▶ QUÉ HARÁS
Imprime sin alteraciones el pasaje del fragmento sobre el desasosiego que va desde «La conciencia no» hasta «que me invade.», ambos incluidos.

▶ FRAGMENTO
****************

24 octubre 2008

Negarnos la verdad de una realidad incontestable.


La conciencia no puede estar equivocada. Alfred de Vigny.

Desde hace algún tiempo, más del deseable, me encuentro terriblemente desconcertado. Escarbo entre las neuronas de mi cerebro y vago por el interior de mi alma en busca de respuestas que consigan tranquilizar el desasosiego que me invade.
Repasando con detenimiento mi vida actual, no logro encontrar nada que pudiera justificar semejante estado de ánimo. Todo en ella, aparentemente, está en el ordenado equilibrio universal. Gozo de una situación, casi, envidiable.
En el espectro intelectual, mantengo viva cada mañana la creatividad que me permite recoger mis vivencias diarias, para verterlas sobre el papel. La satisfacción es inmensa. Creo, a diferencia de otras muchas personas, que soy un privilegiado por tener la oportunidad, a través de mis textos, de vivir más, y más profundamente.
Me gustaría darle las gracias a ese Dios al que una gran mayoría de ciudadanos de este mundo, en cualesquiera de las religiones que profesan, se dirigen cuando lo necesitan o, como en mi caso, deciden agradecerle los favores. Lamentablemente, en lo que afecta a los valores que sostienen sólidamente a los creyentes, tengo una concepción muy personal de “dios”.
En lo que se refiere a la salud, debo agradecer a la madre naturaleza su generosidad para conmigo. Me aproximo a grandes zancadas, como si calzara las botas de siete leguas del cuento, a los sesenta años, en una plenitud física fuera de toda lógica. Aunque debo confesar que continúo sin poder asumir al “señor mayor” que todas las mañanas aparece frente a mi, en el espejo del cuarto de baño. Su insistencia, sin que consiga exasperarme, viene resultando bastante cargante.

****************

▶ DATOS
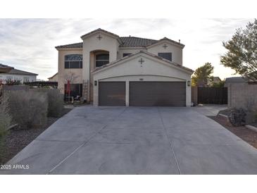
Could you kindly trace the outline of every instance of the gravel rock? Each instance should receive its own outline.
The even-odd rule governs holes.
[[[228,118],[234,126],[242,126],[246,124],[246,113],[243,108],[231,108]]]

****************

▶ SOLUCIÓN DEL EJERCICIO
La conciencia no puede estar equivocada. Alfred de Vigny.

Desde hace algún tiempo, más del deseable, me encuentro terriblemente desconcertado. Escarbo entre las neuronas de mi cerebro y vago por el interior de mi alma en busca de respuestas que consigan tranquilizar el desasosiego que me invade.